[Collected data]

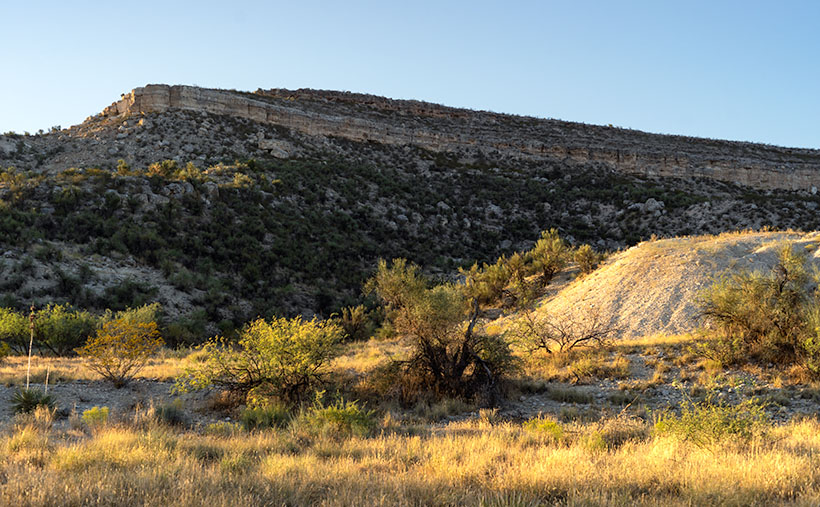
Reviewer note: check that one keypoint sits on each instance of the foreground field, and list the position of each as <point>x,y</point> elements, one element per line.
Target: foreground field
<point>477,462</point>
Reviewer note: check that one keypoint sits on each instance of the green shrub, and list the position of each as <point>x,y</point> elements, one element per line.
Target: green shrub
<point>223,429</point>
<point>272,415</point>
<point>549,255</point>
<point>172,414</point>
<point>587,259</point>
<point>24,401</point>
<point>121,348</point>
<point>710,421</point>
<point>95,417</point>
<point>61,329</point>
<point>14,330</point>
<point>339,419</point>
<point>357,323</point>
<point>283,357</point>
<point>772,317</point>
<point>450,357</point>
<point>5,350</point>
<point>542,425</point>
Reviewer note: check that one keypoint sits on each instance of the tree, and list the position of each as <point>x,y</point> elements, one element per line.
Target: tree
<point>549,255</point>
<point>284,358</point>
<point>449,356</point>
<point>587,259</point>
<point>121,348</point>
<point>577,328</point>
<point>61,329</point>
<point>774,317</point>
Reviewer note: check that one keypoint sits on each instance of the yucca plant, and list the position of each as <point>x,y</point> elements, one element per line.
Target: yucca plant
<point>24,401</point>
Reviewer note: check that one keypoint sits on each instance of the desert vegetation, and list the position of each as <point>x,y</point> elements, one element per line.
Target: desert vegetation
<point>437,391</point>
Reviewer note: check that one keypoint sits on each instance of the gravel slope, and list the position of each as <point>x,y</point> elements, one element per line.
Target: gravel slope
<point>652,287</point>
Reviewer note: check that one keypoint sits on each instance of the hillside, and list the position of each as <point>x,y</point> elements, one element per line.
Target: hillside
<point>652,288</point>
<point>225,205</point>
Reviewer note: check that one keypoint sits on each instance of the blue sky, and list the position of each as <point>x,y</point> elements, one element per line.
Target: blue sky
<point>737,70</point>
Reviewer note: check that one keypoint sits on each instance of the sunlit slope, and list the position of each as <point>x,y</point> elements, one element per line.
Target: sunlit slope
<point>653,287</point>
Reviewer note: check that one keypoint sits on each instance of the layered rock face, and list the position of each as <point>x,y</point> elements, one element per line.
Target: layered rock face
<point>365,118</point>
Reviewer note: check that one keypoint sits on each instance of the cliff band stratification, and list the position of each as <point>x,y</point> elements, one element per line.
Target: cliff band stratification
<point>365,118</point>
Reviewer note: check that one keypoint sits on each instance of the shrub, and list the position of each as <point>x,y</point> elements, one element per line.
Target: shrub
<point>95,417</point>
<point>587,259</point>
<point>285,357</point>
<point>61,329</point>
<point>223,429</point>
<point>24,401</point>
<point>339,419</point>
<point>5,350</point>
<point>581,327</point>
<point>121,349</point>
<point>772,317</point>
<point>542,425</point>
<point>271,415</point>
<point>14,330</point>
<point>172,414</point>
<point>449,358</point>
<point>549,255</point>
<point>356,322</point>
<point>709,421</point>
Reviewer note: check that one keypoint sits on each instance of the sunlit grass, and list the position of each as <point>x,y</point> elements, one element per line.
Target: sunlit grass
<point>164,367</point>
<point>469,462</point>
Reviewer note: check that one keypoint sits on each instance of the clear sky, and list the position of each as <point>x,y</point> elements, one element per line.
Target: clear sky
<point>742,70</point>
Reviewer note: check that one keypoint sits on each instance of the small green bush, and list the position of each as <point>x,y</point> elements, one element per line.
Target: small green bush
<point>121,348</point>
<point>357,323</point>
<point>549,255</point>
<point>223,429</point>
<point>5,350</point>
<point>339,419</point>
<point>61,329</point>
<point>771,317</point>
<point>172,414</point>
<point>24,401</point>
<point>542,425</point>
<point>709,421</point>
<point>95,417</point>
<point>587,259</point>
<point>283,357</point>
<point>14,330</point>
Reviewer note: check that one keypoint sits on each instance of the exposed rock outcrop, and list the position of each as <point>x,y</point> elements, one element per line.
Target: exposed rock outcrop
<point>363,118</point>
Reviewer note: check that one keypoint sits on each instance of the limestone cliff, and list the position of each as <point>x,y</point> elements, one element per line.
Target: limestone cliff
<point>364,118</point>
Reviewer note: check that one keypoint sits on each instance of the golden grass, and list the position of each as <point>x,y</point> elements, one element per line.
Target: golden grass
<point>465,463</point>
<point>363,357</point>
<point>164,367</point>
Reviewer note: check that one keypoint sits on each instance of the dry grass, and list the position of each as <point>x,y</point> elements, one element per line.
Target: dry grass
<point>166,366</point>
<point>466,463</point>
<point>364,357</point>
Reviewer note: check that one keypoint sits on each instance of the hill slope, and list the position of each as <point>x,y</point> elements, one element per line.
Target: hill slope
<point>226,205</point>
<point>653,287</point>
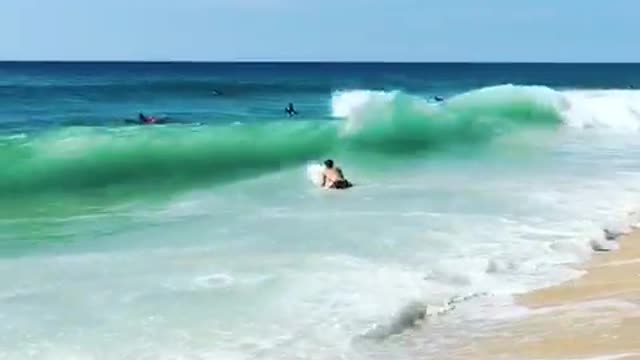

- Activity
When copying the entries, drop the images and keep every line exact.

- Solution to the exercise
Reviewer note: check that one keypoint sits on each instance of the foreground field, and list the position of each as <point>x,y</point> elements, one element per line.
Target: foreground field
<point>477,462</point>
Reviewer note: check that one keypoint sits on each instance of the green shrub, and list the position of each as <point>x,y</point> elements, one element per line.
Target: green shrub
<point>223,429</point>
<point>272,415</point>
<point>549,255</point>
<point>172,414</point>
<point>587,259</point>
<point>24,401</point>
<point>121,348</point>
<point>710,421</point>
<point>95,417</point>
<point>61,329</point>
<point>14,330</point>
<point>339,419</point>
<point>357,323</point>
<point>283,357</point>
<point>772,317</point>
<point>450,357</point>
<point>5,350</point>
<point>542,425</point>
Reviewer note: check that one keypoint sits on each instance of the tree, and list the position of each as <point>x,y</point> elements, one element per line.
Target: tree
<point>549,255</point>
<point>284,358</point>
<point>449,356</point>
<point>587,259</point>
<point>121,348</point>
<point>577,328</point>
<point>61,329</point>
<point>774,317</point>
Reviewer note: check that one keypoint sits on each instance of the yucca plant, and list the position of each as <point>x,y</point> elements, one element per line.
Target: yucca plant
<point>24,401</point>
Reviewer note: check that one keypoint sits on each instance of the desert vegetation, and list the position of each as <point>x,y</point> elements, one element per line.
Target: desert vegetation
<point>437,391</point>
Reviewer note: check that one keypoint sits on each instance of the gravel slope, and list the position of each as <point>x,y</point> elements, one element per line.
Target: gravel slope
<point>652,287</point>
Reviewer note: check that one keypoint sits on each instance of the hillside, and list the position of each as <point>x,y</point> elements, one element per line.
Target: hillside
<point>652,288</point>
<point>225,205</point>
Reviewer note: check that one keypoint sits on each instance of the blue sky, and list the position of each as <point>x,y</point> elements, one element per line.
Target: blue sky
<point>737,70</point>
Reviewer note: check that one keypoint sits on each instance of the sunlit slope, and list the position of each as <point>x,y</point> elements, one element per line.
Target: sunlit slope
<point>653,287</point>
Reviewer note: check that one keypoint sits on each instance of the layered rock face, and list the position of each as <point>x,y</point> elements, one element per line.
Target: layered rock face
<point>365,118</point>
Reviewer note: check that one keypoint sits on each instance of the cliff band stratification, and list the position of each as <point>x,y</point> elements, one element per line.
Target: cliff band stratification
<point>365,118</point>
Reviewer note: check that one keypoint sits on each instance of the shrub, and list the position of each as <point>x,y</point> elements, one element per line.
Target: shrub
<point>95,417</point>
<point>587,259</point>
<point>285,357</point>
<point>61,329</point>
<point>223,429</point>
<point>24,401</point>
<point>339,419</point>
<point>5,350</point>
<point>581,327</point>
<point>121,349</point>
<point>772,317</point>
<point>542,425</point>
<point>271,415</point>
<point>14,330</point>
<point>172,414</point>
<point>449,358</point>
<point>549,255</point>
<point>356,322</point>
<point>709,421</point>
Reviewer note: check that one keypoint sits on each instance of the sunlit grass, and list the position of each as <point>x,y</point> elements, one element per line.
Target: sunlit grass
<point>164,367</point>
<point>469,462</point>
Reviewer note: check that one keypoint sits on each instance of the clear sky, and list the position of each as <point>x,y</point> elements, one element per line.
Target: clear sky
<point>742,70</point>
Reviewer note: check that one keypoint sits on each instance of the small green bush, and list the position of each as <point>x,y</point> elements, one element per line.
Target: small green bush
<point>121,348</point>
<point>357,323</point>
<point>549,255</point>
<point>223,429</point>
<point>5,350</point>
<point>339,419</point>
<point>61,329</point>
<point>771,317</point>
<point>172,414</point>
<point>24,401</point>
<point>542,425</point>
<point>709,421</point>
<point>95,417</point>
<point>587,259</point>
<point>283,357</point>
<point>14,330</point>
Reviewer note: check that one keypoint sits on each instance of the exposed rock outcrop, and list the position of each as <point>x,y</point> elements, one element per line.
Target: exposed rock outcrop
<point>363,118</point>
Reviewer note: check that one keypoint sits on each instance of the limestone cliff, and list the position of each as <point>x,y</point> elements, one element per line.
Target: limestone cliff
<point>364,118</point>
Reviewer note: check that one keypoint sits on each instance of the golden grass, and list the position of each as <point>x,y</point> elements, one element per line.
Target: golden grass
<point>465,463</point>
<point>363,357</point>
<point>164,367</point>
Reviewer note: check that one keypoint sits on each instance of the dry grass, and list the position of each as <point>x,y</point> elements, one element per line.
Target: dry grass
<point>166,366</point>
<point>466,463</point>
<point>364,357</point>
Reviewer note: check that one keypoint sits on each instance of the hill slope, and list the position of each as <point>x,y</point> elements, one element per line.
Target: hill slope
<point>226,205</point>
<point>653,287</point>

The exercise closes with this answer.